### THE TASK:
Please give the lines below again with "set one dot" swapped for "put one mark" wherever it occurs, changing nothing else.

### MATERIAL FOR THE TASK:
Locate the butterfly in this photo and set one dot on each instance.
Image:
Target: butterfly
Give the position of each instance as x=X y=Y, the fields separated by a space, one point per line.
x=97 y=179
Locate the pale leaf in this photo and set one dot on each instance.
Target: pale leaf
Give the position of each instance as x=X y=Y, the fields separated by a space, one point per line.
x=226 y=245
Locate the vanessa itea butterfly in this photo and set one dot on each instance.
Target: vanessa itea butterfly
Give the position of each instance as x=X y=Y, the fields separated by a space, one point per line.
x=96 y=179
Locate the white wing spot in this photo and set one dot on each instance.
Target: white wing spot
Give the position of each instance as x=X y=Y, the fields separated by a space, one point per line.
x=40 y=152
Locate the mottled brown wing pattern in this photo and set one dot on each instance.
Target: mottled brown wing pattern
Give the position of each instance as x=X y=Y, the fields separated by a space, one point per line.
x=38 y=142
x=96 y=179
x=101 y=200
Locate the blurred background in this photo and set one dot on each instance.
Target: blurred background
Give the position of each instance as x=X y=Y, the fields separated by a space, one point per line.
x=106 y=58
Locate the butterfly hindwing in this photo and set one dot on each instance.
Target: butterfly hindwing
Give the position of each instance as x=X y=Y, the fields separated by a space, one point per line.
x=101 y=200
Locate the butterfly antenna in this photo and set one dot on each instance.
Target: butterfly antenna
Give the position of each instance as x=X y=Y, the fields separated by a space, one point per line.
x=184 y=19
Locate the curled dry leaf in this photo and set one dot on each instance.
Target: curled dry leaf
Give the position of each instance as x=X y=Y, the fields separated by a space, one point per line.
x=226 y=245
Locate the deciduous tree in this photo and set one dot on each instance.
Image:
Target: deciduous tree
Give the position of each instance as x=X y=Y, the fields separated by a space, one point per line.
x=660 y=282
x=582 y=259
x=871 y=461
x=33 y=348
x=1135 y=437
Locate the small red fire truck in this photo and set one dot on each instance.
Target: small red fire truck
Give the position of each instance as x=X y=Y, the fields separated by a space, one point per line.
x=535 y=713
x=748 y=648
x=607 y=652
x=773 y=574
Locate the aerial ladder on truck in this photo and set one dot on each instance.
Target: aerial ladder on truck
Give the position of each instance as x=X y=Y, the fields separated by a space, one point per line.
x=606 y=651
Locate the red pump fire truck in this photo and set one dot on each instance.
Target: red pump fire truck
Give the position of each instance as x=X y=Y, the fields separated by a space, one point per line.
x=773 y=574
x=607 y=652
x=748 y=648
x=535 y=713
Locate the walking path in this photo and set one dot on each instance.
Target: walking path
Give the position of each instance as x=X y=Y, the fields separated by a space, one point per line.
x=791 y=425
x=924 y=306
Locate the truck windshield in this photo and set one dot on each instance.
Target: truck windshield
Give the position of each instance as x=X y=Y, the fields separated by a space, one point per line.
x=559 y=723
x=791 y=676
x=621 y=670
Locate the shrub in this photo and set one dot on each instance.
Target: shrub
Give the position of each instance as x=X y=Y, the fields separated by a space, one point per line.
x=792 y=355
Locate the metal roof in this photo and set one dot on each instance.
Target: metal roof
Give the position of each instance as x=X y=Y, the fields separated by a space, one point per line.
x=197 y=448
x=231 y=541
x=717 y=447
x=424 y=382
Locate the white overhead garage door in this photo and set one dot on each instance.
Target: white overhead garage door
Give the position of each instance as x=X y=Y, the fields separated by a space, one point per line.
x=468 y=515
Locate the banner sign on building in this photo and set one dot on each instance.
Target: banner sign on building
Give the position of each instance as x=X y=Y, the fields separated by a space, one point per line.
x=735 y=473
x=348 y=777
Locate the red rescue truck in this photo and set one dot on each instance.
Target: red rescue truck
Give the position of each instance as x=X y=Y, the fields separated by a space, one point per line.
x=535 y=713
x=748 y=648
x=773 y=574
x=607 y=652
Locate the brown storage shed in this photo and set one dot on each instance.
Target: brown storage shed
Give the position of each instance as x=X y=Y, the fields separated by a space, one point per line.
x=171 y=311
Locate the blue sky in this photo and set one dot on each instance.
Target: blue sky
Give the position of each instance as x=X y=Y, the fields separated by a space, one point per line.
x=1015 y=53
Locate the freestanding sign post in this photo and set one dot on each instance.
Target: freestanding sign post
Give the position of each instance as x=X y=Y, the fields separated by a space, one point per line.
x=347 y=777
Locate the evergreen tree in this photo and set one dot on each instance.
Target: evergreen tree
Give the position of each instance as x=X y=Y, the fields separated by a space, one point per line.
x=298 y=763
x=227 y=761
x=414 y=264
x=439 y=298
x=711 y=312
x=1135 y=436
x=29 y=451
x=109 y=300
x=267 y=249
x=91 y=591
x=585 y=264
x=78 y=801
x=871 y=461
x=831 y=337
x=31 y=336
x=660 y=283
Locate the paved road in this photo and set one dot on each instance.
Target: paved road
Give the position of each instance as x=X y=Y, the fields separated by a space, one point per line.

### TASK RESPONSE:
Locate the butterfly in this photo and put one mark on each instance.
Image:
Target: butterfly
Give the position of each instance as x=X y=Y, the fields separated by a space, one point per line.
x=97 y=179
Locate the pale leaf in this photo and put one mark on each instance.
Target: pale leaf
Give the position of each instance as x=X y=Y, the fields separated by a space, one point per line.
x=226 y=245
Locate the vanessa itea butterfly in this photo and put one mark on each instance.
Target: vanessa itea butterfly
Give the position of each instance as x=X y=Y, the fields separated by a space, one point per line.
x=96 y=179
Locate the white wing spot in this photo and put one mark on each instance.
Target: white wing spot
Give the position of each instance as x=X y=Y, the fields separated by a space, one point per line.
x=40 y=152
Locate the mottled brown wing pattern in this photo and put one mark on each instance.
Target: mottled brown wing pattern
Give the position of each instance as x=X y=Y, the fields separated by a space, one point per line.
x=38 y=142
x=96 y=179
x=101 y=200
Locate the blurred background in this photo and put one mark on each instance.
Target: blurred background
Give the position of each instance as x=X y=Y, the fields separated by a space, one point per line.
x=106 y=58
Locate the butterfly hindwing in this photo and put one mark on each instance.
Target: butterfly hindwing
Give the position of each instance as x=X y=Y, the fields separated by a space, one point per line.
x=101 y=200
Locate the butterfly antenna in this photo and put one mark on each instance.
Target: butterfly antenna
Give the position of each instance as x=X y=Y, the fields separated by a space, one point per line.
x=184 y=19
Locate the curled dry leaf in this photo and put one mark on each instance.
Target: curled dry leaf
Give the position of each instance as x=X y=Y, the fields separated by a space, one point per line.
x=226 y=245
Locate the deciduous tree in this photo and put one mark on each instance.
Image:
Target: deciduous tree
Give the position of each instance as x=X y=Y, the fields separated by a space, one point per line.
x=660 y=282
x=582 y=259
x=871 y=461
x=33 y=348
x=1135 y=437
Locate the small red fire truck in this photo and put one mark on each instance.
Target: small red fire truck
Give the position of each instance as x=X y=Y, the fields separated by a space, one point per line.
x=535 y=713
x=748 y=648
x=607 y=652
x=773 y=574
Locate the aerial ladder on truck in this photo and put one mark on each instance.
Target: aerial ladder on truck
Give the position of each instance as x=X y=Y, the fields separated by a space, one point per line.
x=606 y=651
Locate the red pump fire truck in this photo and put one mark on each instance.
Target: red pump fire truck
Give the position of each instance as x=X y=Y, the fields separated by a space, one point per line.
x=773 y=574
x=607 y=652
x=748 y=648
x=535 y=713
Locate the walking path in this photo and put one mark on each instance.
Target: walking path
Give the position of each instance as x=X y=Y, the fields separated by a space, one point per line.
x=791 y=425
x=924 y=306
Locate the truck windshield in this photo and put one mark on each instance.
Target: truck windshield
Give the position of each instance as x=X y=Y, the fields separated by a space, one point per line.
x=559 y=723
x=791 y=676
x=621 y=670
Locate the shrub in this photo and put one mark on each instance.
Target: shrub
Give the position of each instance as x=X y=Y, the fields separated by a space, one point per line.
x=792 y=355
Locate the metal roof in this photo and put one mark on each instance.
Target: metal roof
Give the position of each instance as x=X y=Y, the fields separated by a space, one point per line.
x=197 y=448
x=231 y=541
x=717 y=447
x=424 y=382
Locate the white overhead garage door in this photo and put one mark on each instance.
Target: white overhead garage door
Give the position of each instance as x=X y=Y, the fields separated by a space, one point per line.
x=468 y=515
Locate the banner sign on building in this photo and put one mark on each instance.
Target: banner sign on building
Give the position of each instance as x=X y=Y, the fields separated by a space, one point per line.
x=735 y=473
x=348 y=777
Locate the red rescue truck in this photo and put one mark on each instance.
Target: red rescue truck
Give the position of each instance as x=X y=Y, the fields separated by a space, one point per line.
x=535 y=713
x=748 y=648
x=773 y=574
x=607 y=652
Locate the brown storage shed in this photo and put one mark on each instance.
Target: brown storage shed
Give the position of each instance as x=X y=Y, the fields separated by a space, one point per line.
x=171 y=311
Locate the blue sky in this photo and put one mark on each instance.
Target: blue sky
Give the position of each instance as x=X y=Y, the fields separated by a space, one point per line.
x=1015 y=53
Locate the freestanding sign post in this photo and put one mark on each instance.
Target: freestanding sign post
Give the position of each instance as x=X y=Y, the fields separated by a space, one point per line.
x=347 y=777
Locate the evergreen tree in this photo and put one mark on each instance.
Target: evergreen tree
Give the position of each instance as x=X y=Y, the fields separated by a space, one point per line.
x=298 y=763
x=227 y=761
x=414 y=264
x=439 y=298
x=711 y=312
x=1135 y=436
x=29 y=451
x=109 y=300
x=267 y=249
x=91 y=591
x=585 y=264
x=78 y=801
x=871 y=461
x=831 y=337
x=31 y=336
x=660 y=283
Locate the paved road in this photo and put one mark on each instance.
Target: paved road
Give the position of each instance as x=X y=Y, the fields separated by a space, one point per line.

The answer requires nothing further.